Evidencing the Implicit Identity: Dangerous Ambiguities in Queer Asylum Law

The LGBTQ+ community has endured a complicated history of discrimination in United States courts of immigration. Under U.S. law, a refugee is legally defined as one who can "demonstrate that they were persecuted or fear persecution due to race, religion, nationality, political opinion, or membership in a particular social group." [1] "Particular social group" suggests  an intentionally ambiguous, theoretically "all-encompassing" category. While its ambiguity may be used for purposes of inclusion, one may discern that such language risks bias infiltration and foster far more exclusionary practices. The history of queer exclusion is a long one: In the 1950s, queer immigrants—denoted as "psychopathic personalities''—were specifically forbidden from becoming U.S. citizens; the 1965 Immigration Reform Act referred to homosexuality as "sexual deviation;" the ban on HIV-positive immigrants endured until 2010. [2]  But in the early 2000s, the legal paradigm began a subtle shift for the better: under the category of "particular social groups'' of those seeking asylum, U.S. immigration increasingly began to recognize those who listed their LGBTQ+ identity as potentially belonging to a persecuted group that was qualified for refugee status. However, proving one's past or future persecutory risks on account of belonging to such a broad social category—a task known as the "Nexus" dilemma—invites discretion in what can constitute proof of membership to the queer community. This dilemma is furthermore complicated by the Bureau for Immigration Appeals (BIA), which defines group membership as being based on an unambiguous, "immutable characteristic." [3] Amanfi v. Ashcroft, a 2003 case reviewed by the Third Circuit U.S. Court of Appeals, was a crucial case highlighting the uncertainty of proving sexual identity—as well as the linkage of outwardly acknowledged acts and personal identity—in asylum law. 

Amanfi began with a claim by a heterosexual Ghanaian citizen that he had been persecuted by the "Blood Temple" cult, as well as by the Ghanaian police, due to their belief that he was a homosexual man. Amanfi explained that he had initially been kidnapped by the cult for sacrificial purposes. Placed in captivity, he engaged in homosexual activity so as to render himself impure for sacrifice. Discovered by his captors, they beat him before bringing him to the police, where he endured public torture. [4] Despite the cult's perception and his conduct, Amanfi still identified as a heterosexual man. His asylum in the United States was sought on the basis of further persecution in Ghana, not because he was to be sacrificed, but rather on account of his perceived homosexuality. The BIA had previously ruled that “[p]ersecution for ‘imputed’ grounds (e.g., where one is erroneously thought to hold particular political opinions or mistakenly believed to be a member of a religious sect) can satisfy the ‘refugee’ definition.” [5] This notion entails that the prosecutor's perception of the individual's identity can threaten that individual’s security, even if their perception does not align with an individual's true identity. However, in this case, with homosexuality as the implicit identity in question, the BIA was unwilling to extend the notion of imputed persecution.
.....
## TASK DETAILS
Answer these questions using the passage on queer asylum law.
(a) Until what year did the ban on HIV-positive immigrants remain in place?
(b) Which court reviewed Amanfi v. Ashcroft in 2003?
(c) According to the passage, why did Amanfi engage in homosexual activity while held captive?

[Pointing and labeling entries]
.....
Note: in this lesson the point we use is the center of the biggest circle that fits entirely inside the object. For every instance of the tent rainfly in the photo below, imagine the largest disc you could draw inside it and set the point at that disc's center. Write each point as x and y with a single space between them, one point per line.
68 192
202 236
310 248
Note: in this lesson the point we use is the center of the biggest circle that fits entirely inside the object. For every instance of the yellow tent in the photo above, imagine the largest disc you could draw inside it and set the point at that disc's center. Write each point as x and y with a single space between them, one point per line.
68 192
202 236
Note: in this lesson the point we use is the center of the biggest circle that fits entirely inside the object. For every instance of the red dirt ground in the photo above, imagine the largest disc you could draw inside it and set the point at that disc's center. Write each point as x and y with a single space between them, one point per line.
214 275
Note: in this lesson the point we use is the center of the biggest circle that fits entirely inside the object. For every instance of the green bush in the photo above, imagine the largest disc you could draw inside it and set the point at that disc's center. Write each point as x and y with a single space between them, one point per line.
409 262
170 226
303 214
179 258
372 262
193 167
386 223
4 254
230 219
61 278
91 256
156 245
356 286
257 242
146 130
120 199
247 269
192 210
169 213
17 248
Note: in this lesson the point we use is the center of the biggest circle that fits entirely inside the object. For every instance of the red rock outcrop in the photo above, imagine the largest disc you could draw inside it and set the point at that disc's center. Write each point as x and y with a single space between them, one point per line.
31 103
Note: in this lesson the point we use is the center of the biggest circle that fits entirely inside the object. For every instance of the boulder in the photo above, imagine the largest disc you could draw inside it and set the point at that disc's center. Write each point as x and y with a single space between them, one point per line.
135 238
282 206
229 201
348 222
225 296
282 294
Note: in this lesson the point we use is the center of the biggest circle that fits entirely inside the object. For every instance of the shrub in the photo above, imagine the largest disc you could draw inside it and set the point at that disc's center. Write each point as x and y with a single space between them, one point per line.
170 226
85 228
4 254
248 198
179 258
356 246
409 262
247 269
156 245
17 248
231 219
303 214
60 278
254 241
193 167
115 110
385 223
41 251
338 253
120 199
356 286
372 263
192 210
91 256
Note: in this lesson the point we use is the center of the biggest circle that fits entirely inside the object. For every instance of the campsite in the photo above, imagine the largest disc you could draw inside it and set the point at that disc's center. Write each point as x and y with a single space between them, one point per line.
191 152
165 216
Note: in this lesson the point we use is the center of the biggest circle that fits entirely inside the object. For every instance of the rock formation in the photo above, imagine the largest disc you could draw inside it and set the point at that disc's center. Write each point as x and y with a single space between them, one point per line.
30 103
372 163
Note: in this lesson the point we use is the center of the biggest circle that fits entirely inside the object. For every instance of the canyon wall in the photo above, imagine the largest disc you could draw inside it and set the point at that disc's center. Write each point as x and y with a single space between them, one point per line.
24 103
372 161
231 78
.....
## SOLUTION FOR THIS EXERCISE
(a) 2010
(b) The Third Circuit U.S. Court of Appeals
(c) To render himself impure for sacrifice